Assigned task
The result must match the data exactly, line for line.

**********

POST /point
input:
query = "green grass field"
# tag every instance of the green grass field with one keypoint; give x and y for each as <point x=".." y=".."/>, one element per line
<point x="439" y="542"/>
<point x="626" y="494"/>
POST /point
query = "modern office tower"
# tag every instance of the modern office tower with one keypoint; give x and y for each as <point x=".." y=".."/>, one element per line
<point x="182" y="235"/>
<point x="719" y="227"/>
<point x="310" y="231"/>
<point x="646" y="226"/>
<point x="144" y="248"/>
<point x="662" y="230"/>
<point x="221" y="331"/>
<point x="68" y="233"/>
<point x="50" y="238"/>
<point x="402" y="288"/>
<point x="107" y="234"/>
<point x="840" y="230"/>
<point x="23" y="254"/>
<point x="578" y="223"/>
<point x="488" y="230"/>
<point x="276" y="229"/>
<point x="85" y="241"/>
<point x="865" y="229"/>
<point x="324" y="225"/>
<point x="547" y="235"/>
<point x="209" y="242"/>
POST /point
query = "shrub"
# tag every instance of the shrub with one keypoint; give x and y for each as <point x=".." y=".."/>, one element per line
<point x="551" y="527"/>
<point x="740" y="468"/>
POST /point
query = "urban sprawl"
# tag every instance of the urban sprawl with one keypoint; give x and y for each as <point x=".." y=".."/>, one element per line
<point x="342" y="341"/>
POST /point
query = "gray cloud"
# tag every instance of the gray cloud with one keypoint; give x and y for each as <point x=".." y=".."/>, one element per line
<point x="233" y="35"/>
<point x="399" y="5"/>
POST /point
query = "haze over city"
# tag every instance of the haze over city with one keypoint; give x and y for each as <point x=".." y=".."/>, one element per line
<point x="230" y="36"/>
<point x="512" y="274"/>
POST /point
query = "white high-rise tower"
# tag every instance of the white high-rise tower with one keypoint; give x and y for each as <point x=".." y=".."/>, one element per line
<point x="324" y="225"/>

**********

Solution to this problem
POST /point
input:
query = "green grass field"
# tag every instance of the green grass field with one keypoint; give x and y for each as <point x=".." y=".."/>, one element per line
<point x="439" y="542"/>
<point x="626" y="494"/>
POST /point
query = "modern office tower"
# tag every instance of the modern office tower with one keypoint; give x and y for each as <point x=".." y=".."/>, one element per line
<point x="182" y="235"/>
<point x="719" y="227"/>
<point x="310" y="231"/>
<point x="646" y="226"/>
<point x="144" y="248"/>
<point x="662" y="230"/>
<point x="221" y="331"/>
<point x="68" y="233"/>
<point x="50" y="238"/>
<point x="402" y="288"/>
<point x="107" y="234"/>
<point x="840" y="230"/>
<point x="23" y="254"/>
<point x="578" y="223"/>
<point x="488" y="230"/>
<point x="276" y="229"/>
<point x="85" y="241"/>
<point x="865" y="229"/>
<point x="324" y="225"/>
<point x="547" y="235"/>
<point x="209" y="242"/>
POST /point
query = "shrub"
# tag every instance of the shrub with one keypoint; give x and y for each as <point x=".." y=".."/>, one element per line
<point x="551" y="527"/>
<point x="740" y="468"/>
POST /point
query = "urban sprawl"
# tag every instance of the urban sprawl with one keypoint; give x and y for each as <point x=".." y=".."/>, one element per line
<point x="342" y="341"/>
POST /point
query = "gray cloud"
# tag every instance of the gray cloud with one keypoint; give x and y for each as <point x=".." y=".."/>, one element per line
<point x="233" y="35"/>
<point x="399" y="5"/>
POST /point
query = "haze over city"
# tag every instance of the haze over city with one keypoint; give x and y for each as <point x=".." y=".."/>, one element per line
<point x="230" y="36"/>
<point x="512" y="274"/>
POST /point
query = "white high-rise tower"
# tag every instance of the white high-rise tower with one keypoint; give x and y for each as <point x=".." y=".."/>, one element per line
<point x="324" y="225"/>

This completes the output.